Task instructions:
When you copy the entries, keep every word exactly as it stands.

::::::::::

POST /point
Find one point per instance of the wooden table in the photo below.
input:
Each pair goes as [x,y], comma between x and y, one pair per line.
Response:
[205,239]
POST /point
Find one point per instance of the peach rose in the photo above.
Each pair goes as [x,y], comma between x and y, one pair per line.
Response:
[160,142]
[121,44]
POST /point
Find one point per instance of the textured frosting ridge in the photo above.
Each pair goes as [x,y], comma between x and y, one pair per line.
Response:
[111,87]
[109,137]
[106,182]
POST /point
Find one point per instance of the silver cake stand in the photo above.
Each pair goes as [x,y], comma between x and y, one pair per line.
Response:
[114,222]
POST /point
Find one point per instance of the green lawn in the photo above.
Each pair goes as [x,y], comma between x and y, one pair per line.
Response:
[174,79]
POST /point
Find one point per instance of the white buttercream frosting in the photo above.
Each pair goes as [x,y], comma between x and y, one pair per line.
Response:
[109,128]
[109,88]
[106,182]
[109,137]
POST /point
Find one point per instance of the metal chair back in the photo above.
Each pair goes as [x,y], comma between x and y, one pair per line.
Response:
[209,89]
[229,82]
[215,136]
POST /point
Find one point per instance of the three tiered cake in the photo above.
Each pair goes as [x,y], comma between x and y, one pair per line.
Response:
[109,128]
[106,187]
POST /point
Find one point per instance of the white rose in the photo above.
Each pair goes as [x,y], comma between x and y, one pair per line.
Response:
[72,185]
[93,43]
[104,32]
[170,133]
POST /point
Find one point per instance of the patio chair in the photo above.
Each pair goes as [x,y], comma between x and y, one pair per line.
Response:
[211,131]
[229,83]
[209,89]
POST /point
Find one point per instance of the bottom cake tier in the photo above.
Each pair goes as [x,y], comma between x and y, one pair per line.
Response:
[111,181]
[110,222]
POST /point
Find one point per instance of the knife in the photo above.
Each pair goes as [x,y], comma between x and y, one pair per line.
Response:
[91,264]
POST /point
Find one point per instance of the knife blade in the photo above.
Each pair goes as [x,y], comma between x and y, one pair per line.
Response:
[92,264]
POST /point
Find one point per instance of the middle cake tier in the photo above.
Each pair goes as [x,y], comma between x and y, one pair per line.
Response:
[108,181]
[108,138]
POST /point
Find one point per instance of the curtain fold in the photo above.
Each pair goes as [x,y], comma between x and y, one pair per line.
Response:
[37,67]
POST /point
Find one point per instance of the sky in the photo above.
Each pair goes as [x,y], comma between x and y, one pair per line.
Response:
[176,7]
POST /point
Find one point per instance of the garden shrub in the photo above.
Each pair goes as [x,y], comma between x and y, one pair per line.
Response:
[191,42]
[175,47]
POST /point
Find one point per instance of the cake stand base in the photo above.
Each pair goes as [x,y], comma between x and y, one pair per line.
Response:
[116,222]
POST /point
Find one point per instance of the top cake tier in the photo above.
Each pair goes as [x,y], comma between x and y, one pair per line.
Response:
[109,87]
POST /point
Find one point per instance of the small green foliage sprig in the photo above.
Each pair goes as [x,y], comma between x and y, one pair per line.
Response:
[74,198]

::::::::::

Finished task:
POST /point
Find one point per instance of the wooden table in the photo below.
input:
Each pair goes as [x,y], comma between x and y, one pair per line.
Response:
[205,239]
POST /point
Find one point per instance of the peach rose in the photo above.
Each pair goes as [x,y], comma between x and y, one pair per line.
Response:
[160,142]
[121,44]
POST /point
Find one point per instance of the textured frosting ridge in the photo above.
Each pair goes as [x,y], comma between x and y, one pair per line.
Response:
[111,87]
[109,137]
[106,182]
POST /point
Find one point per instance of the silver cake stand in the photo above.
Each pair goes as [x,y], comma between x and y, one pair per line.
Response:
[114,222]
POST /point
Find one point per instance of the green lawn in the photo above.
Each pair goes as [x,y], comma between x and y, one pair per line.
Response:
[174,79]
POST /point
Find one point per instance of the white buttercream frosting in the photo above.
Each pair goes as [x,y], comma between x and y, one pair per line.
Response:
[109,128]
[109,88]
[106,182]
[109,137]
POST /point
Find one point per instance of the metal chair back in the photo above.
Each pair goes as [x,y], comma between x and y, one pair per line.
Response:
[209,89]
[229,82]
[215,136]
POST /point
Find one point per instance of the three tiered cake in the photo above.
Each pair goes as [x,y], comma between x and y, one pair per line.
Response:
[109,128]
[106,187]
POST /point
Find one point per instance of the white rose in the photo above.
Each pair goes as [x,y], comma between x and y, one pair per line.
Response:
[72,185]
[93,43]
[104,32]
[170,133]
POST /point
Find one point per instance of the patio chair in the photo above.
Each pair goes as [x,y], comma between x and y, one pair per line.
Response:
[211,131]
[229,83]
[209,89]
POST /point
Find one point per instance of the bottom cake tier in the photo above.
Each pair goes as [x,y], comma between x and y, one pair per line.
Response:
[111,181]
[110,222]
POST /point
Find one point per instance of the knife in the photo above.
Each pair goes as [x,y], comma between x and y, one pair per line.
Response:
[91,264]
POST /point
Find one point per instance of the knife blade in the photo above.
Each pair goes as [x,y], comma between x and y, one pair per line.
Response:
[92,264]
POST /point
Find one point per instance of the middle cake tier in the photo above.
Each pair goes as [x,y], comma between x and y, one pair per line.
Response:
[108,181]
[108,138]
POST /point
Find one point per instance of the curtain fold in the photo above.
Each pair goes as [x,y], comma between x and y, one pair per line.
Response:
[37,67]
POST /point
Find one point per instance of the sky in the photo above.
Each pair goes as [x,y], comma between x and y, one pair per line.
Response:
[176,7]
POST /point
Find one point per instance of the garden shrub in the photo above.
Each pair goes as [x,y], comma between x and y, one pair per line.
Response:
[191,42]
[175,47]
POST /point
Find one point per instance of the cake stand base in the photo above.
Each pair goes as [x,y], comma between x and y, one pair per line.
Response:
[116,222]
POST /point
Find one point per instance of the top cake tier in the photo above.
Each pair goes as [x,y], comma between x and y, one pair per line.
Response:
[109,87]
POST /point
Find one point per instance of the small green foliage sprig in the photo above.
Each pair goes as [x,y], comma between x and y, one pair per line.
Response:
[74,198]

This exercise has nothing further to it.